TASK INSTRUCTIONS
Pull out each line in the items that contains the string "wooden", and copy those lines unchanged.

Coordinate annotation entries
-- BEGIN --

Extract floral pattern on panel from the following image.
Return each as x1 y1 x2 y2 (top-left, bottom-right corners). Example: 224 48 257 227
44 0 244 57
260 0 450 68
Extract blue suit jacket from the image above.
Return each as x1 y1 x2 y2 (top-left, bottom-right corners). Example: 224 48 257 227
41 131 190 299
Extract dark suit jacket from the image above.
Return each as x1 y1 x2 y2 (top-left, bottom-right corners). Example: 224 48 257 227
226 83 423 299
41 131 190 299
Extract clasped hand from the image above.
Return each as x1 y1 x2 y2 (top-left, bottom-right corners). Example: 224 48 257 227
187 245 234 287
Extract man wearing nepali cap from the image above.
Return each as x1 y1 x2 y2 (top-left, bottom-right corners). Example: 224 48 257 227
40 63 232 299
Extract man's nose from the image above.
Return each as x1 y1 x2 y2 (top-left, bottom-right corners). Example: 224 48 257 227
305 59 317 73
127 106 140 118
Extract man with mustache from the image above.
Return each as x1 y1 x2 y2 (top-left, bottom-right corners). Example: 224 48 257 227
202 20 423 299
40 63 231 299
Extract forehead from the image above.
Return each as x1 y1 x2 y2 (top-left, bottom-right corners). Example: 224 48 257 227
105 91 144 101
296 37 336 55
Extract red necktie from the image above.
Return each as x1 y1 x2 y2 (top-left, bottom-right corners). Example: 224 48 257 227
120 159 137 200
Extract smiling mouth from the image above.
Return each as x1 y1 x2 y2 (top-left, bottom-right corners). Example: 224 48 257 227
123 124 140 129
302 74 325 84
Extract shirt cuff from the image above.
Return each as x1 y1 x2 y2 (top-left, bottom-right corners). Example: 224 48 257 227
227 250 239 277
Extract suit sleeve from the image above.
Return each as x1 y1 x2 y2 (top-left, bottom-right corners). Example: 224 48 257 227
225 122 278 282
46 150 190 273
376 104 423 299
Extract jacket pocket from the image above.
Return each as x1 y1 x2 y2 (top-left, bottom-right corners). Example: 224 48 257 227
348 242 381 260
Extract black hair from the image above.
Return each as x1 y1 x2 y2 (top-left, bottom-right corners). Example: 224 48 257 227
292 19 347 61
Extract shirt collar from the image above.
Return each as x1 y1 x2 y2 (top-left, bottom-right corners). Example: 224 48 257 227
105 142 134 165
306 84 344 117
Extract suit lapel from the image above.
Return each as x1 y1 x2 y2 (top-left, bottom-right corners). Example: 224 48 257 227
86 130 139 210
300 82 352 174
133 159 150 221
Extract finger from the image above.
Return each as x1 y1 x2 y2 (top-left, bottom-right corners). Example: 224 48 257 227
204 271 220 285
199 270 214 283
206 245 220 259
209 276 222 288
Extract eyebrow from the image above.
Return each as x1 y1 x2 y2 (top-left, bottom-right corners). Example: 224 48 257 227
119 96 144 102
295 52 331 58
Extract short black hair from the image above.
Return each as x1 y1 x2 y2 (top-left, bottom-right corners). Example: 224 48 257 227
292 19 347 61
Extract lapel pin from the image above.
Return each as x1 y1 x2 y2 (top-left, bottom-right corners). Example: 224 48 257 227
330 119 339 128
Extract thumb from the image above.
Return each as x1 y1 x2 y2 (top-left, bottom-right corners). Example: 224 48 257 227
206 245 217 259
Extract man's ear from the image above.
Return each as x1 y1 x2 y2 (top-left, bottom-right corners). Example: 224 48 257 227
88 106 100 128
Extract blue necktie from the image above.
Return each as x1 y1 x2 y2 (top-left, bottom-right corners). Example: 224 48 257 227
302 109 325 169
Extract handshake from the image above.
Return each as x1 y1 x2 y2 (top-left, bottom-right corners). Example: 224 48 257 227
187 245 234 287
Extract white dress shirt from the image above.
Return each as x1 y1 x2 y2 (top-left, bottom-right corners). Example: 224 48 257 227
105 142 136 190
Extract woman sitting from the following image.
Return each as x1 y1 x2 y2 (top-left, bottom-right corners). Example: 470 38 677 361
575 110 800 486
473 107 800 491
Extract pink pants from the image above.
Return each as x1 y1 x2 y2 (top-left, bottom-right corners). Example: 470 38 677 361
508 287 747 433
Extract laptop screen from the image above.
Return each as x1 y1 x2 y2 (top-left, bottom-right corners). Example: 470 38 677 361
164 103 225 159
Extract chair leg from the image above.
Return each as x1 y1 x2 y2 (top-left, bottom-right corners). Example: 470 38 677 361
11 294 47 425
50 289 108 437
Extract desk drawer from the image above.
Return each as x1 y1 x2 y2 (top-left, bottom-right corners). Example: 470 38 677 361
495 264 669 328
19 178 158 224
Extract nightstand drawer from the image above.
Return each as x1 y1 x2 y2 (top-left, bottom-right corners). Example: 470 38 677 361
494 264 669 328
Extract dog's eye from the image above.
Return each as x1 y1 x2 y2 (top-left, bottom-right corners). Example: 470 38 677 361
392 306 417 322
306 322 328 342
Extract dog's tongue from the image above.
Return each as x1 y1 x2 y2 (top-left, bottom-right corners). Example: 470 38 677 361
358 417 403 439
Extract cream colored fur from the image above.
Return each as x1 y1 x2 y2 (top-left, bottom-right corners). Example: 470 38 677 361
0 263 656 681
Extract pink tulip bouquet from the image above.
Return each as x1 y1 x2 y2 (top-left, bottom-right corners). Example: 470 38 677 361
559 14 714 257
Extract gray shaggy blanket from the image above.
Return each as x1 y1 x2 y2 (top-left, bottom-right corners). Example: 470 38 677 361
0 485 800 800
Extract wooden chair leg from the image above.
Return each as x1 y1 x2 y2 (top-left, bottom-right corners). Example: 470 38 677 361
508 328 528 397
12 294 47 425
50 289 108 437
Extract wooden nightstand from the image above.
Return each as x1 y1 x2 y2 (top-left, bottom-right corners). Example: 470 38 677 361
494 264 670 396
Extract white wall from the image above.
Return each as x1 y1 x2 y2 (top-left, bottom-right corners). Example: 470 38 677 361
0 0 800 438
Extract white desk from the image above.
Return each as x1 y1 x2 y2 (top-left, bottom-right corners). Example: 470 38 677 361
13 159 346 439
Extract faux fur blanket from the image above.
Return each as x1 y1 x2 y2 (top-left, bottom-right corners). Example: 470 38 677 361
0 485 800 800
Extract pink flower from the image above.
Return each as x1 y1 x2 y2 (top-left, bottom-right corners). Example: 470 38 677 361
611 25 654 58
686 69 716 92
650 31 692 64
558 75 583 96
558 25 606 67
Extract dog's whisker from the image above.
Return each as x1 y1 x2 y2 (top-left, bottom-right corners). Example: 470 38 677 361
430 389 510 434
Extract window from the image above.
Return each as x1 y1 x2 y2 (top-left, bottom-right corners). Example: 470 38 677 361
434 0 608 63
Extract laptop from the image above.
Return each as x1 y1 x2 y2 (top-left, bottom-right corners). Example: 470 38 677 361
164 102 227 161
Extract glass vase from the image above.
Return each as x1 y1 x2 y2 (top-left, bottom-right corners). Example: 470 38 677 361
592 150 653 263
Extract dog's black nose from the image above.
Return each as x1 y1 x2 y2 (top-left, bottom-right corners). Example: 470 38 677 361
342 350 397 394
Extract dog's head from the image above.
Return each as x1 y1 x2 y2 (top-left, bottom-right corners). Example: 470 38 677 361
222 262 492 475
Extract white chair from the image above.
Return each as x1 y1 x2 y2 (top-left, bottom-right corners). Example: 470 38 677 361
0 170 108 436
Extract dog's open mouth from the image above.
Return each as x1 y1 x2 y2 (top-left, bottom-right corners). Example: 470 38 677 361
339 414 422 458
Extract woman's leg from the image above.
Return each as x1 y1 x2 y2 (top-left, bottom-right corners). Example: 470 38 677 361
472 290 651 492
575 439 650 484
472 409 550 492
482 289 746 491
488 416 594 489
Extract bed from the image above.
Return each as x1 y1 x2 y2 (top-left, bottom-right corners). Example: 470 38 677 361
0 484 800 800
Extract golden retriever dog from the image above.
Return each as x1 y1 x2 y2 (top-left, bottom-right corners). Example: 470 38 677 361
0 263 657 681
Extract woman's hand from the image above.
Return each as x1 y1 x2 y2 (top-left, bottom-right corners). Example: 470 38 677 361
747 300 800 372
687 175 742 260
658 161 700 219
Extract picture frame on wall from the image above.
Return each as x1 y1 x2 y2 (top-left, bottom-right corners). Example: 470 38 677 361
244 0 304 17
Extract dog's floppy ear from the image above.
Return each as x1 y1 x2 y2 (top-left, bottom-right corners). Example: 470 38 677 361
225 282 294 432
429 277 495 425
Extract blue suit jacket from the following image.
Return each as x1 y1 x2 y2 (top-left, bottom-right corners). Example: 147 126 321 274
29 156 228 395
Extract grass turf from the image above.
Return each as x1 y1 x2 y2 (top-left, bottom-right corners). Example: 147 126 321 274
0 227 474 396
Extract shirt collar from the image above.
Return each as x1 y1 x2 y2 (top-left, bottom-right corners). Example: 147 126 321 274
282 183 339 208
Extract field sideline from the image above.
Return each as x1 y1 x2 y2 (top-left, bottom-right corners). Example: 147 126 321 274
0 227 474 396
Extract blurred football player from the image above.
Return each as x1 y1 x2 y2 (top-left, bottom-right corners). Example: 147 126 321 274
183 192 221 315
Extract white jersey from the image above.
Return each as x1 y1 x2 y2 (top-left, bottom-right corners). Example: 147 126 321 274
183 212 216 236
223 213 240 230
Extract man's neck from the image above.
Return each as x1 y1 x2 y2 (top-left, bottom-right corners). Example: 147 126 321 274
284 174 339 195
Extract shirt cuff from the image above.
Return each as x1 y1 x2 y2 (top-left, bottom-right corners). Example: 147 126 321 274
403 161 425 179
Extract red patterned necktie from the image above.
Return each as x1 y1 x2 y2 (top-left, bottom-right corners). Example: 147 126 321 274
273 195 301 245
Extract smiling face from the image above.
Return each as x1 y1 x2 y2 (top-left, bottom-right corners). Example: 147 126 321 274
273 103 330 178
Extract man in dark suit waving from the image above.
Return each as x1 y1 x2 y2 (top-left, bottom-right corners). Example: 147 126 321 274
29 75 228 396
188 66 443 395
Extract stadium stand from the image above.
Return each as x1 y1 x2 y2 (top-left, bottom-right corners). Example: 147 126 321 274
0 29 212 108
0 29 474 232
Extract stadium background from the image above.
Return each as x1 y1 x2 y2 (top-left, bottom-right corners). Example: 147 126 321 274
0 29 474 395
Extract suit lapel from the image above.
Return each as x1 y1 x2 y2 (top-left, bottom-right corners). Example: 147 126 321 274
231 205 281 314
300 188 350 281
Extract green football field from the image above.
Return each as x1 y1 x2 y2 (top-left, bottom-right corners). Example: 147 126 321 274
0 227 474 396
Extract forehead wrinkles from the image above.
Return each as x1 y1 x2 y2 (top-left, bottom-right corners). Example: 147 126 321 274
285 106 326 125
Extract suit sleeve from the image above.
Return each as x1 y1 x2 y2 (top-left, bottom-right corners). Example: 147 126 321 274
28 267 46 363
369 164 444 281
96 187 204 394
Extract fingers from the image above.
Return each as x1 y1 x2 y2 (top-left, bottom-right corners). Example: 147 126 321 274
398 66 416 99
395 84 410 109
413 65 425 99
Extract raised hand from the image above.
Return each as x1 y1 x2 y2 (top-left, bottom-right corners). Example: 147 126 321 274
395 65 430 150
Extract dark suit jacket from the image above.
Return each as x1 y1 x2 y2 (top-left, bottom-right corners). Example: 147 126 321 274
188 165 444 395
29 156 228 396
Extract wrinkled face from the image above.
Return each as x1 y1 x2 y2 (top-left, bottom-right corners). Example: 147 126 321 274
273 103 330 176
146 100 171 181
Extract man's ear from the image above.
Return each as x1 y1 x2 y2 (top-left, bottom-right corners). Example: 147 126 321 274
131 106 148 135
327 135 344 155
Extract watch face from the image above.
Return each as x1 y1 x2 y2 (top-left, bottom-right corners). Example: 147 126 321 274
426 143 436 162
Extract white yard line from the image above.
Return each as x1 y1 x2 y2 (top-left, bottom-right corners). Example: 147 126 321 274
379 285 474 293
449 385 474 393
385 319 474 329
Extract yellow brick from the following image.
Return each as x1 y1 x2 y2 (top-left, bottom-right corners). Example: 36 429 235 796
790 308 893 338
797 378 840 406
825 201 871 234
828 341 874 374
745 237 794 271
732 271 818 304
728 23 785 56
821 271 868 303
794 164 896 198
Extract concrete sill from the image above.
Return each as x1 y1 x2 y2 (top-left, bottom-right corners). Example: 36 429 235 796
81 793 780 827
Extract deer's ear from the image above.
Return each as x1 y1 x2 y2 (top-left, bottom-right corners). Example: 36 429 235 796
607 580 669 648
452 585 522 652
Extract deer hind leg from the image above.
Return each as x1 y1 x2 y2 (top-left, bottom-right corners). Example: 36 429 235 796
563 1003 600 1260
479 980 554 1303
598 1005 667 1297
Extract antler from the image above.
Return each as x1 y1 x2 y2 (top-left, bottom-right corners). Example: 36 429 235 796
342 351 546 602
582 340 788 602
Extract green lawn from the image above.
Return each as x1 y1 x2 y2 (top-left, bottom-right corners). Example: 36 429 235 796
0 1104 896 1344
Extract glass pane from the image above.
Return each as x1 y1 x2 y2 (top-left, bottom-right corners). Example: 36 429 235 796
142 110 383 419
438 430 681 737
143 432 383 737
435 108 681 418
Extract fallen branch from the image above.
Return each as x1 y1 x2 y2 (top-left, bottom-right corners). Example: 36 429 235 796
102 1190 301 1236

-- END --

TASK RESPONSE
Extract wooden chair leg from the image above.
Extract wooden nightstand from the image above.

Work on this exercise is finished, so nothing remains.